**AIM**
Show each line of the records below that contains the word "water", copying every such line in full.
-------- MATERIAL PROVIDED
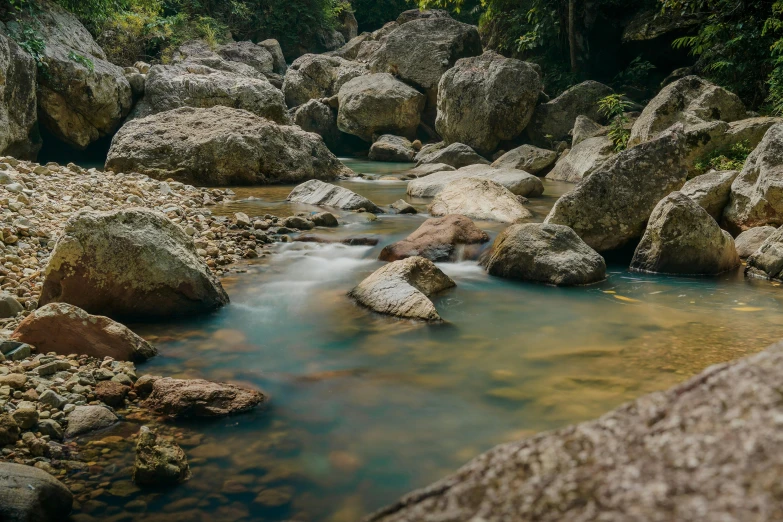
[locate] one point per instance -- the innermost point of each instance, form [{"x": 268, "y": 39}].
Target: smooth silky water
[{"x": 364, "y": 408}]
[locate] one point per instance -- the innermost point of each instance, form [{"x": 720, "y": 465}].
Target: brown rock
[
  {"x": 66, "y": 329},
  {"x": 439, "y": 239}
]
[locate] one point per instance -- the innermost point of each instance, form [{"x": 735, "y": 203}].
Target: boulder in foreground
[
  {"x": 66, "y": 329},
  {"x": 683, "y": 239},
  {"x": 402, "y": 289},
  {"x": 551, "y": 254},
  {"x": 131, "y": 263},
  {"x": 29, "y": 494},
  {"x": 449, "y": 238},
  {"x": 220, "y": 146},
  {"x": 683, "y": 454}
]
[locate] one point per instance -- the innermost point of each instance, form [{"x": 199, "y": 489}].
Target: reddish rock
[
  {"x": 66, "y": 329},
  {"x": 439, "y": 239},
  {"x": 200, "y": 398}
]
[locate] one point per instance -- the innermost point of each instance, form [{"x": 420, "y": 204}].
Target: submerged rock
[
  {"x": 450, "y": 238},
  {"x": 402, "y": 289},
  {"x": 316, "y": 192},
  {"x": 159, "y": 463},
  {"x": 683, "y": 239},
  {"x": 544, "y": 253},
  {"x": 66, "y": 329},
  {"x": 220, "y": 146},
  {"x": 486, "y": 99},
  {"x": 29, "y": 494},
  {"x": 199, "y": 398},
  {"x": 129, "y": 263},
  {"x": 480, "y": 199}
]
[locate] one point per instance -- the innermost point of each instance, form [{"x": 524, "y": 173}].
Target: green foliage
[
  {"x": 82, "y": 60},
  {"x": 614, "y": 108},
  {"x": 731, "y": 158}
]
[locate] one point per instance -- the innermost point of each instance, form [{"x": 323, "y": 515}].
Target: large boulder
[
  {"x": 480, "y": 199},
  {"x": 682, "y": 454},
  {"x": 379, "y": 104},
  {"x": 159, "y": 462},
  {"x": 556, "y": 118},
  {"x": 690, "y": 101},
  {"x": 757, "y": 193},
  {"x": 191, "y": 85},
  {"x": 751, "y": 240},
  {"x": 402, "y": 289},
  {"x": 528, "y": 158},
  {"x": 683, "y": 239},
  {"x": 611, "y": 207},
  {"x": 544, "y": 253},
  {"x": 322, "y": 194},
  {"x": 457, "y": 155},
  {"x": 420, "y": 51},
  {"x": 19, "y": 135},
  {"x": 486, "y": 99},
  {"x": 129, "y": 263},
  {"x": 29, "y": 494},
  {"x": 178, "y": 398},
  {"x": 65, "y": 329},
  {"x": 711, "y": 191},
  {"x": 220, "y": 146},
  {"x": 314, "y": 76},
  {"x": 81, "y": 96},
  {"x": 449, "y": 238},
  {"x": 520, "y": 183},
  {"x": 582, "y": 160}
]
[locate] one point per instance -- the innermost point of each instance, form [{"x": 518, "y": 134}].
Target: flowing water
[{"x": 364, "y": 408}]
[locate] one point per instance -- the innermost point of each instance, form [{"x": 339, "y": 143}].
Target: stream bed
[{"x": 364, "y": 408}]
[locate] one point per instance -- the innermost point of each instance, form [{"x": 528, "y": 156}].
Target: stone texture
[
  {"x": 683, "y": 239},
  {"x": 611, "y": 207},
  {"x": 129, "y": 263},
  {"x": 66, "y": 329},
  {"x": 402, "y": 289},
  {"x": 220, "y": 146},
  {"x": 529, "y": 158},
  {"x": 29, "y": 494},
  {"x": 544, "y": 253},
  {"x": 379, "y": 104},
  {"x": 199, "y": 398},
  {"x": 706, "y": 450},
  {"x": 480, "y": 199},
  {"x": 486, "y": 99},
  {"x": 449, "y": 238},
  {"x": 318, "y": 193}
]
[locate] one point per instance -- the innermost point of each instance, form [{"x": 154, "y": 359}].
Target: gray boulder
----------------
**ANSWER TO THIS PROBLEM**
Target: smooth silky water
Target: flowing water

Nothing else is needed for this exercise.